[Given instruction] Return the listing below exactly, with the pictures dropped.
**** Given entries
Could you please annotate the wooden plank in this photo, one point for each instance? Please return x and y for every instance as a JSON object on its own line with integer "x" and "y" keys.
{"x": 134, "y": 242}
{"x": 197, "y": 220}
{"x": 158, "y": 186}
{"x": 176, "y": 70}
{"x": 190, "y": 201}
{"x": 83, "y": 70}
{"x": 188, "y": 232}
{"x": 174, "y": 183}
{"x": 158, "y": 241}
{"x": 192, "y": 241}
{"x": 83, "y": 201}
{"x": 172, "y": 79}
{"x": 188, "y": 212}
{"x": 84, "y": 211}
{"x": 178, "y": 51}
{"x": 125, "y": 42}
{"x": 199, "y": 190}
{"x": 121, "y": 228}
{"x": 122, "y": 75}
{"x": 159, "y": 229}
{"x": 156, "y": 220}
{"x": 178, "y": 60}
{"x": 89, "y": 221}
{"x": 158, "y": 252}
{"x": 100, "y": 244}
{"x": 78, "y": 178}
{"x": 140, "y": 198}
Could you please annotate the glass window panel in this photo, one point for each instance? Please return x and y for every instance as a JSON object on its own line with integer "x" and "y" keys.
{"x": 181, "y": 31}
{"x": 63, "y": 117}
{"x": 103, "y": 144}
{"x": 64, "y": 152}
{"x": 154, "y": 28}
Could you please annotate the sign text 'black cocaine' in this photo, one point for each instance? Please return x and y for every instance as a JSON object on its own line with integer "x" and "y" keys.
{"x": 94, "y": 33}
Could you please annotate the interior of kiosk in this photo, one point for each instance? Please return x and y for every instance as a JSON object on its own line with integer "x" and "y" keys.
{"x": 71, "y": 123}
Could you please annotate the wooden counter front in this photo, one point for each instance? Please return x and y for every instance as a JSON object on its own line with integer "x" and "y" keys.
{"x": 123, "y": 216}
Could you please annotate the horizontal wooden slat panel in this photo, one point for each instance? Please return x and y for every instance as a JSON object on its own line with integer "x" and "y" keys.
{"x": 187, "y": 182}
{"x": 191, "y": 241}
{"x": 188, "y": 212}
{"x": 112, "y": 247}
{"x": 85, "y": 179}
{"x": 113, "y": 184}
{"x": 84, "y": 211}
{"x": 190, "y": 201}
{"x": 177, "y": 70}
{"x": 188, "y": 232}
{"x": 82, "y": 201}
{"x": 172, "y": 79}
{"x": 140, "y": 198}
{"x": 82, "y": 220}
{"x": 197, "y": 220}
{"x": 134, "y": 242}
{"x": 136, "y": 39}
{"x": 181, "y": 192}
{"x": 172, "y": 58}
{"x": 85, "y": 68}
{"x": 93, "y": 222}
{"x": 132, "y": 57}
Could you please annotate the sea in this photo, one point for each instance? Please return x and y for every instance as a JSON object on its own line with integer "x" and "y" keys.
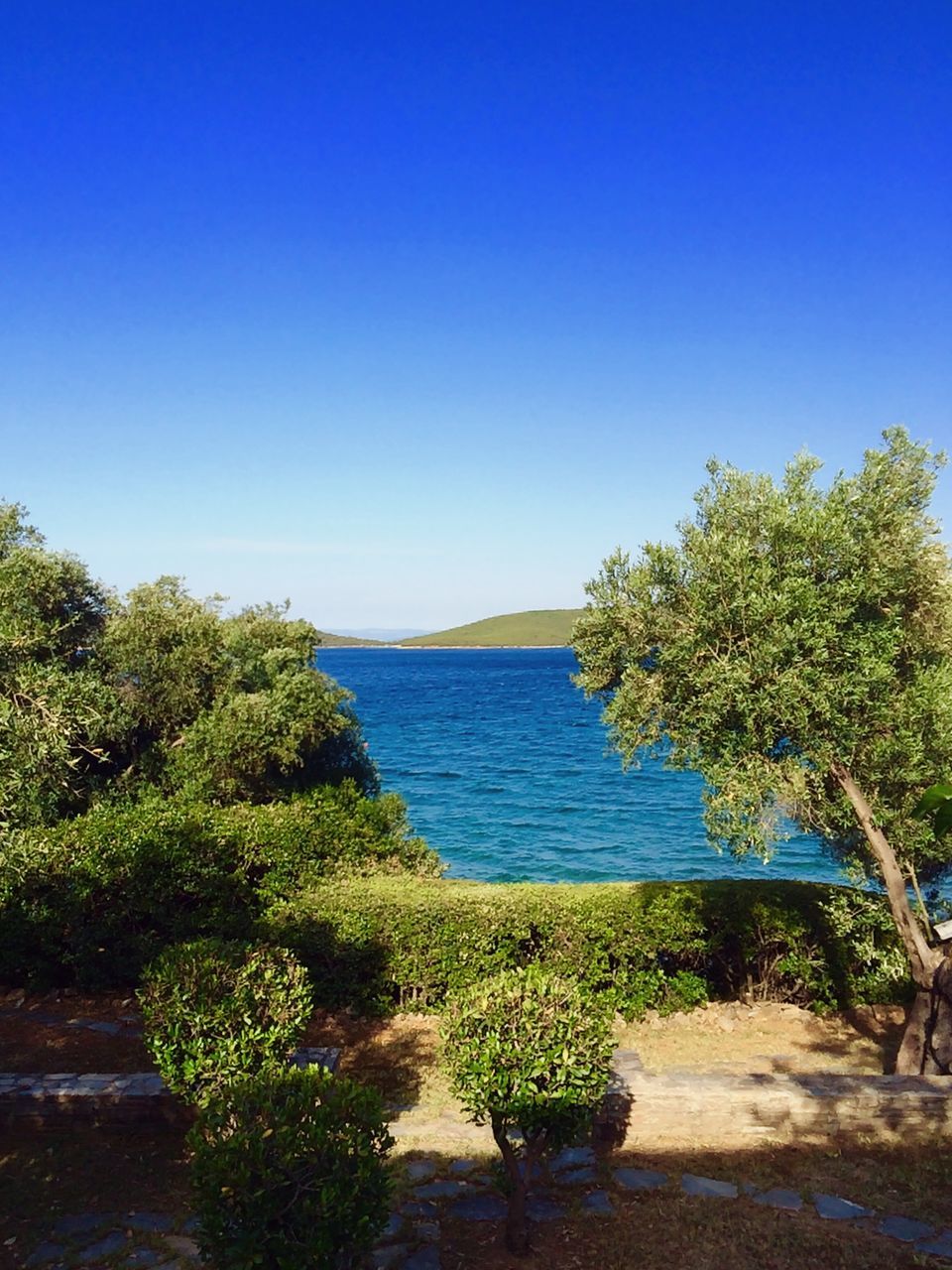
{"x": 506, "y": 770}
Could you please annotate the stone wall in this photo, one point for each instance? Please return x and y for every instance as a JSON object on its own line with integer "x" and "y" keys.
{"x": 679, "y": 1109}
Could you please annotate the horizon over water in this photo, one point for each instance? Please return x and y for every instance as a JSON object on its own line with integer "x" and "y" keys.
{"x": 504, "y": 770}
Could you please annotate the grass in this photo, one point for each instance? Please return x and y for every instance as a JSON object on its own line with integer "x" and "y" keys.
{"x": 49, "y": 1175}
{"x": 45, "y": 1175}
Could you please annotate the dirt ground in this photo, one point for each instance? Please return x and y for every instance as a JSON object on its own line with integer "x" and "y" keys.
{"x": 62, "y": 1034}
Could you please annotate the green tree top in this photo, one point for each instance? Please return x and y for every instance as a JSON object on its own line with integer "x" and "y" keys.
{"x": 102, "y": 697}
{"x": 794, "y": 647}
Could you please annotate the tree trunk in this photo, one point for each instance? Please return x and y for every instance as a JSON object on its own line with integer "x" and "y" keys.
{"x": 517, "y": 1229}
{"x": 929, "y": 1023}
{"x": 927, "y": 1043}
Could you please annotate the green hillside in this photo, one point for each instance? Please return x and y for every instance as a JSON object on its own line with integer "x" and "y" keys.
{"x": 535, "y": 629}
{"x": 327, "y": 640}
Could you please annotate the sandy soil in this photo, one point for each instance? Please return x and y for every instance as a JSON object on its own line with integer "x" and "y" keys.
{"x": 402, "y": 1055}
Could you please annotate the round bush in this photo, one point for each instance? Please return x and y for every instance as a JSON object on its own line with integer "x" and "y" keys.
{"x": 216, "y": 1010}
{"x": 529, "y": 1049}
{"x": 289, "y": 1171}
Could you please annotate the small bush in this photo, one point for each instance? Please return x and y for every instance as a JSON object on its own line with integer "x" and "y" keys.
********
[Exercise output]
Could you please annotate the wooden plank in this photo, one point for each instance? Please return x and y for every instance as a JSON object on its own line with integer "x" and "y" keys.
{"x": 134, "y": 242}
{"x": 197, "y": 220}
{"x": 158, "y": 186}
{"x": 176, "y": 70}
{"x": 190, "y": 201}
{"x": 83, "y": 70}
{"x": 188, "y": 232}
{"x": 174, "y": 183}
{"x": 158, "y": 241}
{"x": 192, "y": 241}
{"x": 83, "y": 201}
{"x": 172, "y": 79}
{"x": 188, "y": 212}
{"x": 84, "y": 211}
{"x": 178, "y": 51}
{"x": 125, "y": 42}
{"x": 199, "y": 190}
{"x": 121, "y": 228}
{"x": 122, "y": 75}
{"x": 159, "y": 229}
{"x": 156, "y": 220}
{"x": 178, "y": 60}
{"x": 89, "y": 221}
{"x": 158, "y": 252}
{"x": 100, "y": 244}
{"x": 78, "y": 178}
{"x": 140, "y": 198}
Could you please annotate the glass window panel in this photo, one point for each instance? Please return x and y for every instance as a JSON object on its own line with integer "x" and "y" keys.
{"x": 181, "y": 31}
{"x": 63, "y": 117}
{"x": 103, "y": 144}
{"x": 64, "y": 152}
{"x": 154, "y": 28}
Could you please annotate the sign text 'black cocaine' in this photo, one point for each instance? Please return x and y for every instance as a JSON object on its own line with integer "x" and "y" keys.
{"x": 94, "y": 33}
Could you please annotate the interior of kiosk in this photo, one point for each instance? Please return x and y for every instance as a JSON object on its own line with integer "x" and "y" keys.
{"x": 71, "y": 123}
Could you please annotate the wooden counter front in this photo, one point for each instance? Please return x and y for every instance as a JSON object on its own line with integer "x" and "y" keys.
{"x": 123, "y": 216}
Could you please annotate the horizontal wooden slat panel in this photo, one point for each instance? Please return x and y for every instance as a JSON object on its own line with integer "x" and "y" keys.
{"x": 187, "y": 182}
{"x": 191, "y": 241}
{"x": 188, "y": 212}
{"x": 112, "y": 247}
{"x": 85, "y": 179}
{"x": 113, "y": 184}
{"x": 84, "y": 211}
{"x": 190, "y": 201}
{"x": 177, "y": 70}
{"x": 188, "y": 232}
{"x": 82, "y": 201}
{"x": 172, "y": 79}
{"x": 140, "y": 198}
{"x": 82, "y": 220}
{"x": 197, "y": 220}
{"x": 134, "y": 242}
{"x": 136, "y": 39}
{"x": 181, "y": 192}
{"x": 172, "y": 58}
{"x": 85, "y": 68}
{"x": 93, "y": 222}
{"x": 132, "y": 57}
Could you please annotate the sea in this photo, one point for each instance? Please return x and y for every instance as a JSON object on its own line with integer "x" and "y" keys.
{"x": 506, "y": 770}
Could you please annotate the stone wall in this photo, one point for each instance? Please return x and y for every instance as a JSON object on its own line with integer "x" and "y" keys.
{"x": 679, "y": 1109}
Could you please annotate the horizon over water in this photo, one point for each instance? Please return x and y for every instance as a JSON object on its own line with integer "x" and "y" keys.
{"x": 504, "y": 770}
Could you please annotate the grass in this photo, one point for each instance? Please return x and y for every instance as a JSON object on its own line with integer "x" and "y" keys.
{"x": 49, "y": 1175}
{"x": 45, "y": 1175}
Could you please annotate the dirt ground in this photo, one point for each instance? Please return x and y for every instance as a JSON object on its own line with integer "x" and "y" keys.
{"x": 62, "y": 1034}
Could you please annotate the green tree top in this photo, one point for each instance? Please return x and y for every instance as a JSON object on its own line with integer "x" and "y" keys.
{"x": 102, "y": 697}
{"x": 794, "y": 647}
Could you please annotate the tree trunk in this photo, one point for each instance? Please return x and y for every instance as a JSON object on its own line with integer "x" and "y" keys.
{"x": 517, "y": 1229}
{"x": 929, "y": 1023}
{"x": 927, "y": 1043}
Could you please annotate the green hillside in this photo, one point for each instance? Please return x and y for every instance as a JSON object on its own line with integer "x" and "y" keys.
{"x": 535, "y": 629}
{"x": 327, "y": 640}
Could you please annotate the sandy soil in this photo, one point for each instance? Please return x and y for every instance as a JSON object on its own line with integer "x" and "y" keys.
{"x": 402, "y": 1055}
Could you please annotate the round bush in this photo, one point for each instance? Please return x and y for every instance as a JSON object on its own line with integer "x" and "y" keys.
{"x": 216, "y": 1010}
{"x": 529, "y": 1049}
{"x": 289, "y": 1171}
Could you please annotate the small bush in this photo, one point for each instance? Please return x and y for every instance as a JSON object on its own line with integer "x" and "y" keys.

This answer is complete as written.